Document extract:

◇ ◇ ◇

Health Benefits of Fennel
Fennel is an excellent source of vitamin C. It is also a very good of dietary fiber, potassium, manganese, folate, and molybdenum. In addition, fennel is a good source of niacin as well as the minerals phosphorus, calcium, magnesium, iron, and copper.
Medicinally fennel seeds have traditionally been used to settle the stomach and digestive system. This is due to the high levels of certain components that are known to prevent muscle spasms and cramps. In the Indian culture, fennel seeds are often chewed after a meal in order to prevent gas or indigestion. The seeds can also be made into an after dinner digestive drink to relieve the same symptoms.
Can relieve bloating and fluid retention.
Reduce all kinds of stomach discomfort and pain.
It can increase the flow of breast milk for nursing mothers.
As a mouthwash, fennel seeds can help to relieve toothache, gum disease and sore throats.
Fennels seeds are said to be a mild expectorant, which means they can help clear congested lungs from phlegm and mucous.
An eyewash can relieve tired, irritated and strained eyes. It has long been believed that a concoction from fennel seeds can improve the eyesight when applied in the eye area.
It has also been long thought that fennel seeds can help with weight-loss and obesity, as chewing on the seeds can suppress hunger.
Can help with bladder infections such as cystitis.
Chewing the seeds will freshen the breath and can take away the smell and taste after eating garlic.
A decoction of the leaves and root is good for serpent bites, and to neutralize vegetable poison, as mushrooms, etc.
The freshest and best quality seeds will be a bright green colour and these are the best seeds for cooking. As the seeds age their colour changes to a darker green and then a brownish green to grey colour.
You can buy the seeds in a whole or ground form. The whole seeds will keep for longer and you can easily grind them yourself at home with a pestle and mortar or a spice mill.
Store the seeds in a dark cupboard away from the sunlight in an airtight glass container. Try to use the seeds within 6 months.

◇ ◇ ◇

The data:
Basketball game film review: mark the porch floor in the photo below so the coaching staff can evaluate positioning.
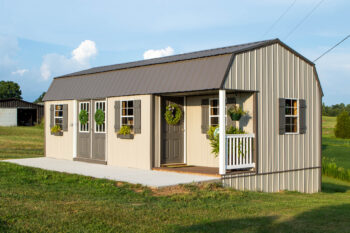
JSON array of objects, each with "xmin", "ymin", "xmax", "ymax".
[
  {"xmin": 153, "ymin": 166, "xmax": 221, "ymax": 178},
  {"xmin": 2, "ymin": 157, "xmax": 220, "ymax": 188}
]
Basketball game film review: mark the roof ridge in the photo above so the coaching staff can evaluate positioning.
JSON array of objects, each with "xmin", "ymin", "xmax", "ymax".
[{"xmin": 55, "ymin": 39, "xmax": 278, "ymax": 79}]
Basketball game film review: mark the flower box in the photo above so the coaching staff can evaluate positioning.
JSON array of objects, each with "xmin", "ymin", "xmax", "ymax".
[
  {"xmin": 117, "ymin": 134, "xmax": 134, "ymax": 139},
  {"xmin": 51, "ymin": 131, "xmax": 63, "ymax": 136}
]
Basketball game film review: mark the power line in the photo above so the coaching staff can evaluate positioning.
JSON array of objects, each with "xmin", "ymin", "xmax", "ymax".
[
  {"xmin": 262, "ymin": 0, "xmax": 297, "ymax": 37},
  {"xmin": 285, "ymin": 0, "xmax": 324, "ymax": 40},
  {"xmin": 313, "ymin": 34, "xmax": 350, "ymax": 62}
]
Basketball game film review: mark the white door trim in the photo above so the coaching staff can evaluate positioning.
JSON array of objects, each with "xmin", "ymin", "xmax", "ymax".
[{"xmin": 183, "ymin": 96, "xmax": 187, "ymax": 164}]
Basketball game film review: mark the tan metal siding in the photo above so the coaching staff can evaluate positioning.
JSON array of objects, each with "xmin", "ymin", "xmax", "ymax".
[{"xmin": 224, "ymin": 43, "xmax": 322, "ymax": 192}]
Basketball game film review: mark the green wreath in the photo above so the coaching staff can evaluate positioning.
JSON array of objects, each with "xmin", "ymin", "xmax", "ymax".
[
  {"xmin": 95, "ymin": 109, "xmax": 105, "ymax": 125},
  {"xmin": 164, "ymin": 104, "xmax": 182, "ymax": 125},
  {"xmin": 79, "ymin": 110, "xmax": 89, "ymax": 125}
]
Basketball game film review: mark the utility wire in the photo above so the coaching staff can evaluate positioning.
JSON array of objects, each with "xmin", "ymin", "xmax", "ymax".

◇ ◇ ◇

Work to complete:
• a. Render the following sentence from the fennel text into Spanish: "Store the seeds in a dark cupboard away from the sunlight in an airtight glass container."
• b. Retype the portion of the fennel text that runs from "You can buy" up to and including "a spice mill.".

Results by task:
• a. Guarde las semillas en un armario oscuro, lejos de la luz solar, en un recipiente de vidrio hermético.

• b.
You can buy the seeds in a whole or ground form. The whole seeds will keep for longer and you can easily grind them yourself at home with a pestle and mortar or a spice mill.